(Texte fourni):
Les câbles sous-marins constituent une infrastructure critique au même titre qu’internet, l’énergie, le transport aérien et maritime, tous étroitement liés au commerce et aux chaînes d’approvisionnement. Les câbles sous-marins sont la véritable colonne vertébrale de la connectivité mondiale. On compte plus de 500 câbles sous-marins – pas plus épais qu’un tuyau d’arrosage – qui transportent 98 % des communications mondiales. Ces « artères invisibles » assurent la libre circulation du commerce, de l’énergie et des services.

Francesco D’Arrigo est directeur du think tank Istituto italiano di studi strategici Niccolò Machiavelli et membre permanent de la rédaction de Geopolitika. Il est expert en guerre hybride et en lutte anti-sous-marine.

Dans cet entretien, il explique à quel point les câbles sous-marins mondiaux sont vulnérables – et ce qui est en jeu. Propos recueillis par Henrik Werenskiold

Quelles menaces mettent en danger les câbles sous-marins ?

Les câbles sous-marins subissent une usure et des dommages causés par certains types de pêche, des catastrophes naturelles, des ancrages, des courants marins et des animaux. En plus de ces accidents potentiels, dans la situation géopolitique actuelle, toutes les infrastructures sous-marines stratégiques sont menacées par des risques de sabotage de la part de la Russie, de la Chine, de l’Iran et de leurs mandataires.

L’émergence de technologies destructrices change complètement la donne pour la défense des infrastructures critiques. Les profondeurs marines ne sont pas seulement un milieu naturel qui conduit parfaitement la fibre optique permettant tous les nouveaux services que nous utilisons au quotidien, mais aussi une scène géostratégique de la guerre hybride.

(Énoncé A): Reproduisez le passage de l'entretien sur les câbles sous-marins qui commence par « Dans cet entretien, il » et se termine par « câbles sous-marins ? ».
(Énoncé B): D'après l'entretien sur les câbles sous-marins, quelle part des communications mondiales ces câbles transportent-ils ?

(Extraits de données):
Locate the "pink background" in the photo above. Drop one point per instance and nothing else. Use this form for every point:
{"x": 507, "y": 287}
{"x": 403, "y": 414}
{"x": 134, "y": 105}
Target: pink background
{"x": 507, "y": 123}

(Bonne réponse A):
Dans cet entretien, il explique à quel point les câbles sous-marins mondiaux sont vulnérables – et ce qui est en jeu. Propos recueillis par Henrik Werenskiold

Quelles menaces mettent en danger les câbles sous-marins ?

(Bonne réponse B): Ils transportent 98 % des communications mondiales.